### REQUIREMENTS
Render every line of the rows below as a JSON list of strings, one string per line, leaving out blank lines.

### DATA EXTRACT
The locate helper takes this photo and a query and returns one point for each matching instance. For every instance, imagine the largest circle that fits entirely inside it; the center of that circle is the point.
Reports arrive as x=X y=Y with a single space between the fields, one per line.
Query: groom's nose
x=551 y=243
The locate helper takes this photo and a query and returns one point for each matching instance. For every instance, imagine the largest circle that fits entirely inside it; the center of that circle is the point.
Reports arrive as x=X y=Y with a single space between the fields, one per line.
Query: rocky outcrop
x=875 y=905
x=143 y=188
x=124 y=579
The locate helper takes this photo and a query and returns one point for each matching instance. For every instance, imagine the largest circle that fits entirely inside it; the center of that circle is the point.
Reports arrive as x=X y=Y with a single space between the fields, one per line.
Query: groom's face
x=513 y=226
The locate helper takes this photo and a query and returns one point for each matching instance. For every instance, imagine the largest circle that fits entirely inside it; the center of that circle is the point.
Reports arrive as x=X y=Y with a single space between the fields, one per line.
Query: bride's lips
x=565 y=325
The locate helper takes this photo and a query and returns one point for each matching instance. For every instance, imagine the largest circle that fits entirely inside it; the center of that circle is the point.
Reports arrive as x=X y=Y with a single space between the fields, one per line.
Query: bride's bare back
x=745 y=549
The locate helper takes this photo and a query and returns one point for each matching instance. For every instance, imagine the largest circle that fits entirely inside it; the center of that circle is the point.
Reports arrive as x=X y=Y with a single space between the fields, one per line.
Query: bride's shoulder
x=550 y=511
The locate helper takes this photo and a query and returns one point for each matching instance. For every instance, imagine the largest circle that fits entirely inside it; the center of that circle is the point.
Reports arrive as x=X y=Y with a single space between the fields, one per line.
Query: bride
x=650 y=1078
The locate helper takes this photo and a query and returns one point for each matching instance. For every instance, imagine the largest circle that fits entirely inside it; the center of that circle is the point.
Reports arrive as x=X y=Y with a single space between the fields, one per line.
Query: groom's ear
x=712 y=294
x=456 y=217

### THE REPLY
[
  "The locate helper takes this photo and a query and returns one point for each matching instance. For every instance, imagine the largest circle that fits entirely inside it; the center of that circle is the point.",
  "Reports arrive as x=X y=Y with a single space between the fields, one per line.",
  "Query: groom's nose",
  "x=551 y=243",
  "The locate helper takes this photo and a query and returns one point for each matching instance. For every instance, imagine the largest circle that fits entirely inside it; the center of that circle is the point.",
  "Reports arrive as x=X y=Y with a single space between the fields, one per line.",
  "Query: rocky outcrop",
  "x=875 y=905",
  "x=143 y=188",
  "x=124 y=579",
  "The locate helper takes this photo and a query and returns one point for each matching instance. For every instance, imagine the largest circle that fits entirely inside it; the center of that circle is the point.",
  "Reports arrive as x=X y=Y with a single space between the fields, one per line.",
  "Query: groom's face",
  "x=513 y=226",
  "The locate helper takes this photo and a query and returns one point for each matching instance. For every instance, imagine the largest circle that fits entirely inside it; the center of that circle is the point.",
  "Reports arrive as x=X y=Y with a single space between the fields, one per line.",
  "Query: bride's lips",
  "x=565 y=325",
  "The locate helper takes this photo and a query and returns one point for each matching instance. For every instance, imagine the largest circle that fits entirely inside it; the center of that circle is the point.",
  "Reports arrive as x=X y=Y with a single space between the fields, one per line.",
  "Query: bride's bare back",
  "x=745 y=549",
  "The locate helper takes this photo and a query and returns one point for each matching instance. For every instance, imagine the largest circle that fits entirely inside it; the center of that circle is the point.",
  "Reports arrive as x=X y=Y with a single space between the fields, one per line.",
  "Query: bride's shoulder",
  "x=550 y=511",
  "The locate helper takes this photo and a query and returns one point for each matching instance. For every instance, imagine the largest circle that fits entirely inside it; the center of that circle is the point.",
  "Reports arrive as x=X y=Y with a single space between the fields, one per line.",
  "Query: bride",
  "x=650 y=1078",
  "The locate helper takes this photo and a query and returns one point for each matching instance. For every instance, imagine the largest circle that fits entirely inside it; the center of that circle is the point.",
  "Reports arrive as x=X y=Y with a single space between the fields, one per line.",
  "Query: groom's ear",
  "x=712 y=294",
  "x=456 y=217"
]